[EXERCÍCIOS E TAREFAS]
a - No texto extraído, reescreva tudo desde "Aí se inserem" até "acesso ao saber.", trocando "educando" por "estudante".
b - Passe para o inglês esta frase do texto extraído: "Aí se inserem as obras literárias."
c - Responda com base no texto extraído:
(i) Em que programa Ferréz deu a declaração citada?
(ii) Segundo Ferréz, em quantos dias a escola manda resumir um livro?
(iii) O que o professor estaria fazendo se não desse ao jovem a oportunidade de conhecer esse mundo?

[TEXTO EXTRAÍDO]
A escola não é assassina
Atentem para a seguinte declaração do escritor Ferréz, autor
de Capão pecado e Manual prático do ódio, dada no programa
Provocações da TV Cultura: “os professores tinham que ser
treinados para ter amor pela literatura, porque a escola é uma assassina de
leitores, quando ela manda resumir um livro em 20 dias ela assassina
qualquer tipo de leitor futuro.”
Essa afirmação é de um total desconhecimento tanto de
educação quanto de formação do leitor. Primeiro porque não é papel da escola
fazer com que o aluno goste de literatura, mas sim mostrar a ele tudo que se fez
de importante na história da humanidade em matéria de cultura, arte, pensamento.
Aí se inserem as obras literárias. Geralmente, é um mundo do qual o educando
tenta se afastar de qualquer forma, afinal há outras prioridades na sua vida
que ficam a quilômetros de distância do conhecimento. O que é normal. Não é por
isso que o professor vai deixar de, pelo menos, dar a oportunidade do jovem
conhecer esse mundo. Se não o fizesse, estaria sonegando o acesso ao saber.

[INFORMAÇÕES EXIBIDAS]
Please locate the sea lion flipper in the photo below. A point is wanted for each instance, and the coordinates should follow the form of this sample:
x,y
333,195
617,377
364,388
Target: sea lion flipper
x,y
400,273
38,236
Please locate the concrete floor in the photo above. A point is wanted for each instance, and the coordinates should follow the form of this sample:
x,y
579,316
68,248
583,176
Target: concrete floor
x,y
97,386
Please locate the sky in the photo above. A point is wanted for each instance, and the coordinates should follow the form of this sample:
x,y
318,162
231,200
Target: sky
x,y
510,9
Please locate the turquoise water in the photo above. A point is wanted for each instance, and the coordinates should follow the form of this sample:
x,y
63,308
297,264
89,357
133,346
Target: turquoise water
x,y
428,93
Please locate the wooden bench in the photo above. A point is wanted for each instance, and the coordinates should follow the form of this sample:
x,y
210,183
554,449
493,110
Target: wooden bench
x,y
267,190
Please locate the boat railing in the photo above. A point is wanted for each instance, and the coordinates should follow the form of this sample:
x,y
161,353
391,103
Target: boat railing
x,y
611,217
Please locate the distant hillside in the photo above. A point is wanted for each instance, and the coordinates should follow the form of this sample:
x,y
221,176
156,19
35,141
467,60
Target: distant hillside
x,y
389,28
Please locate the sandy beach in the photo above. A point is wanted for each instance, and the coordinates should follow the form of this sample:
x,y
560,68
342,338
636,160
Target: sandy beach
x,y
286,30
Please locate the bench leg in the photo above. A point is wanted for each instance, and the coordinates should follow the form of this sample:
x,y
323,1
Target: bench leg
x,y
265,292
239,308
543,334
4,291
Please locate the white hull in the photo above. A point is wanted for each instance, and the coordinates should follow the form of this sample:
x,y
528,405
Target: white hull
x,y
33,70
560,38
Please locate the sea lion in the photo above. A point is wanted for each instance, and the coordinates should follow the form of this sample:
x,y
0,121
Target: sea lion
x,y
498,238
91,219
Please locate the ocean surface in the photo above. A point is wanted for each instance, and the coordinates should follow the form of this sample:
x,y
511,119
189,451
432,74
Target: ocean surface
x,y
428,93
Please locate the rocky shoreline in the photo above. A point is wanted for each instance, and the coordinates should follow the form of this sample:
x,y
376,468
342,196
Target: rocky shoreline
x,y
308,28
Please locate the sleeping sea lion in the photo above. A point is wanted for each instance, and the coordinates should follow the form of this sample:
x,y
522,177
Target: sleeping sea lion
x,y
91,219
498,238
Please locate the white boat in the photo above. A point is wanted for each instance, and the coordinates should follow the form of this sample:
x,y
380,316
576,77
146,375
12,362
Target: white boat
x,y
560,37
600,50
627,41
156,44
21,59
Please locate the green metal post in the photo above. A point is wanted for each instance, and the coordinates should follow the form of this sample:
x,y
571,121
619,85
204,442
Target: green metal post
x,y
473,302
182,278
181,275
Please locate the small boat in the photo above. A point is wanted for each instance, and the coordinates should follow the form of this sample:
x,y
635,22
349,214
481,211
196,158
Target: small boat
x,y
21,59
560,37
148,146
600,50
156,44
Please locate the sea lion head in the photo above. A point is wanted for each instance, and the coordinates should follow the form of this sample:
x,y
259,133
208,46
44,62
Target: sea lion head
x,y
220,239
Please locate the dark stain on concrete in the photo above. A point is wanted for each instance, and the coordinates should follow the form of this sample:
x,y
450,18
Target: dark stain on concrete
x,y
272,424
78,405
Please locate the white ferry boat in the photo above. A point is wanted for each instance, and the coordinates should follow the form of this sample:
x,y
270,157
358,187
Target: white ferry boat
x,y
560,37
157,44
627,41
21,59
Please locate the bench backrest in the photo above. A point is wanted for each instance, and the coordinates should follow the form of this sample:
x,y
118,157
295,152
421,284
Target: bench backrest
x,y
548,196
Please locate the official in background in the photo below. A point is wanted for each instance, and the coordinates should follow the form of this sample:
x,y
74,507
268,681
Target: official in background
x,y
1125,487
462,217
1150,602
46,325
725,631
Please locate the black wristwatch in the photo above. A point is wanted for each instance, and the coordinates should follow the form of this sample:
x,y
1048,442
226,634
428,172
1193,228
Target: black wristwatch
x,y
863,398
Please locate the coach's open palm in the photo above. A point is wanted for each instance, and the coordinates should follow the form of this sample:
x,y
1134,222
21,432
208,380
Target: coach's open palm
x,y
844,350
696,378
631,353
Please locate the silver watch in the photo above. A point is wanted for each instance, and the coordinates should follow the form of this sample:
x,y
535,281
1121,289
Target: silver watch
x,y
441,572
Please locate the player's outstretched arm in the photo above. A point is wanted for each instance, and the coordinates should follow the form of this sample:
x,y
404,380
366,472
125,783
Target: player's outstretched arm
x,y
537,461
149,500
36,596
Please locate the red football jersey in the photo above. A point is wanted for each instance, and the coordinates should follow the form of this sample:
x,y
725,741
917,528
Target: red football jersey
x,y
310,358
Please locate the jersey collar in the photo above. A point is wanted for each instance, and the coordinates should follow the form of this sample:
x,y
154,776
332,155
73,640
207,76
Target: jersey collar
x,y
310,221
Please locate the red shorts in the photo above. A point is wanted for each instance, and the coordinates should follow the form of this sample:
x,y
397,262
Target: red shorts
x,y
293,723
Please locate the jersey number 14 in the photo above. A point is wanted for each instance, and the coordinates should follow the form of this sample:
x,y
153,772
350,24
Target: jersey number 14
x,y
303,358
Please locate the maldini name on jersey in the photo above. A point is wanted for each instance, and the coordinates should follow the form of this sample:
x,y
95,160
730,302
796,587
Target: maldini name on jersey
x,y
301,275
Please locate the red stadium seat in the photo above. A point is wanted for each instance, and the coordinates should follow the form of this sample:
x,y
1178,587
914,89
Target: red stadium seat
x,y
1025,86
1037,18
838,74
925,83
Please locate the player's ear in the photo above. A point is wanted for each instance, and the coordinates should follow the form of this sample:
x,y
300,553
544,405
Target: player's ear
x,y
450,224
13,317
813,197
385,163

[CONJUNTO DE RESPOSTAS]
a -
Aí se inserem as obras literárias. Geralmente, é um mundo do qual o estudante
tenta se afastar de qualquer forma, afinal há outras prioridades na sua vida
que ficam a quilômetros de distância do conhecimento. O que é normal. Não é por
isso que o professor vai deixar de, pelo menos, dar a oportunidade do jovem
conhecer esse mundo. Se não o fizesse, estaria sonegando o acesso ao saber.

b - That is where literary works come in.

c -
(i) No programa Provocações, da TV Cultura.
(ii) Em 20 dias.
(iii) Estaria sonegando o acesso ao saber.